-------- Material for the task --------
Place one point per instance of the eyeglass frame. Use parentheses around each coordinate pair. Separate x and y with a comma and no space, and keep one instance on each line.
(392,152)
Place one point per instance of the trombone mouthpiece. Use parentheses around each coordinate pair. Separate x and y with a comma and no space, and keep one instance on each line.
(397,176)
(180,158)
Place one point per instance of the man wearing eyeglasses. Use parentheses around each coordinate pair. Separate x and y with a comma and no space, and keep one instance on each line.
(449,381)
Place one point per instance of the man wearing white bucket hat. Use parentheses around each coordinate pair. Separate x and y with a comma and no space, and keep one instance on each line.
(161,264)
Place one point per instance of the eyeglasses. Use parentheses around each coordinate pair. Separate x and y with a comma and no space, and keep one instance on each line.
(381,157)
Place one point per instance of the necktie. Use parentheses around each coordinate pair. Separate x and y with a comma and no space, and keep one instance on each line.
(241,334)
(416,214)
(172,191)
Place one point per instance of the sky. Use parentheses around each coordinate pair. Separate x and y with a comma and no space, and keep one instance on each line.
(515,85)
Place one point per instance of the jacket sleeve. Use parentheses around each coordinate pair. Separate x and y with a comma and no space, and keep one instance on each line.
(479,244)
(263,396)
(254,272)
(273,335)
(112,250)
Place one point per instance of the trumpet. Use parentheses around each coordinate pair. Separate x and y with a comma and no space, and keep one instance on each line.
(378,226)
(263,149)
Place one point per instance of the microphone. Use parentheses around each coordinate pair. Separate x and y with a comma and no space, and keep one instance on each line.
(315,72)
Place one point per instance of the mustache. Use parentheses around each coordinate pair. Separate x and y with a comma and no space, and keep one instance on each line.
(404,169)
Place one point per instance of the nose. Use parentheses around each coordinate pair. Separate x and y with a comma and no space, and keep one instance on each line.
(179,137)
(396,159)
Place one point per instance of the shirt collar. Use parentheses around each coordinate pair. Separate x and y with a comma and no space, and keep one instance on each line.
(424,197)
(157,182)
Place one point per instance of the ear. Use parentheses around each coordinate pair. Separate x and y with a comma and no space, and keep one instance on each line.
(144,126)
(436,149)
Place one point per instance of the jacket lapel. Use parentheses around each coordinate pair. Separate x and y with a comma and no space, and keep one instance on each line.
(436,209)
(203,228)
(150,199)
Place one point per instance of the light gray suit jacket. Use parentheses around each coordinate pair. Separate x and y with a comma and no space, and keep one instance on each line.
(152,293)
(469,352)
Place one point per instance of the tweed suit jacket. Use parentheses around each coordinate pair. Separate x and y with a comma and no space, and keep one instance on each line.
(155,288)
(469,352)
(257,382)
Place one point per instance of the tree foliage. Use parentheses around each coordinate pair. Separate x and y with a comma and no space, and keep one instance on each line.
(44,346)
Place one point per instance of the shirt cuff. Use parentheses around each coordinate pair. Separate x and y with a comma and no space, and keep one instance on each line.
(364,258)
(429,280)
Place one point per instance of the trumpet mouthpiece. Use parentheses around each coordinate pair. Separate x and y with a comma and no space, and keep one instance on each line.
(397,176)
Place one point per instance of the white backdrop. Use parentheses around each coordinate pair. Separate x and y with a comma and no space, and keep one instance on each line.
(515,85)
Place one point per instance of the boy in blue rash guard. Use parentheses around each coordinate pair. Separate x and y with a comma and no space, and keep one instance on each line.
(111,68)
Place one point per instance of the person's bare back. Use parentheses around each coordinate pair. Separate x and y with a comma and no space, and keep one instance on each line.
--------
*Exercise requirements*. Give the data again, exactly as it stands.

*Expected answer*.
Place one point per instance of the eyeglass frame. Use parentheses around each coordinate pair. Separate x and y with a comma and no space, and keep one instance on each line.
(392,152)
Place one point per instance of the trombone mouthpiece. Use parentheses around each coordinate pair. Separate x and y with a comma and no space, and keep one instance on each line.
(397,176)
(180,158)
Place one point per instance of the man wearing eyeglasses. Use parentheses around each coordinate pair. Separate x and y with a comma and no space, and keep one instance on each line.
(449,381)
Place one point per instance of the man wearing white bucket hat. Use parentheses around each coordinate pair. Separate x and y with a comma and no space, and keep one instance on each line.
(161,264)
Place one point per instance of the eyeglasses. Use parentheses around each coordinate pair. Separate x and y with a comma and no space, and keep one instance on each line.
(381,157)
Place one point per instance of the necktie. Use parentheses around each coordinate pair. Separate x and y with a comma and no space, and keep one instance on each line.
(241,334)
(416,214)
(172,191)
Place one point per instance of the sky. Use parentheses around each coordinate pair. Separate x and y with a comma and no space, and keep one instance on each line.
(515,85)
Place one point per instance of the jacket sleeve. Use parentheses around each coordinate pair. Separate x and y with a comma and no space, and keep one instance on each line.
(479,244)
(263,396)
(254,272)
(273,335)
(112,250)
Place one point per instance of the trumpet. Use parentheses around each coordinate pair. Separate x and y with a comma and no space, and keep one instance on each line.
(378,226)
(263,149)
Place one point per instance of the microphone. Use parentheses around each coordinate pair. Separate x and y with a comma and no space, and keep one instance on each line.
(315,72)
Place one point per instance of the mustache. Use parentheses around each coordinate pair. Separate x and y with a comma and no space, and keep one instance on each line.
(404,169)
Place one point per instance of the nose. Use parentheses around each coordinate pair. Separate x and y with a comma and no space, and keep one instance on each line.
(179,137)
(396,159)
Place one point per instance of the shirt collar. Use parentheses around each coordinate pair. Separate x and y with a comma and no space, and keep one instance on each line.
(424,197)
(157,182)
Place one point per instance of the ear. Use parentheses around each coordinate pair. Separate x and y with a comma and no space, and keep one instance on each line.
(144,126)
(436,149)
Place one point per instance of the jacket lapel. Use parentheses around each coordinate pair. Separate x and y with a comma and no space, and keep one instance on each line.
(436,209)
(203,228)
(150,199)
Place one point per instance of the light gray suit jacket. Use parentheses around each coordinate pair. Separate x and y with a comma and no space, and keep one instance on each line.
(152,293)
(469,352)
Place one point per instance of the tweed suit jacket. Use parentheses around each coordinate pair. Separate x and y with a comma and no space, and keep one instance on each line.
(155,288)
(469,352)
(257,382)
Place one point per instance of the tree foliage. Use parentheses around each coordinate pair. Separate x and y with a comma and no space, and keep one instance on each line.
(44,346)
Place one point per instance of the shirt cuff. Use parentheses around each coordinate pair. Separate x and y with a comma and no space, and keep one instance on each line.
(364,258)
(429,280)
Place one point per instance of the trumpet mouthpiece. Use parentheses around each coordinate pair. Separate x and y with a comma and no space, and keep one instance on each line.
(397,176)
Place one point per instance of the white backdrop. Use parentheses around each coordinate pair. Separate x and y with a comma and no space, and keep one instance on each line.
(515,85)
Place one point per instance of the boy in blue rash guard. Use parentheses around each coordinate pair. Separate x and y with a comma and no space, and keep one instance on each line.
(111,68)
Place one point per instance of the person's bare back. Use parentheses around each coordinate pair. Separate x and y with a comma and no space, and keep one instance on each line.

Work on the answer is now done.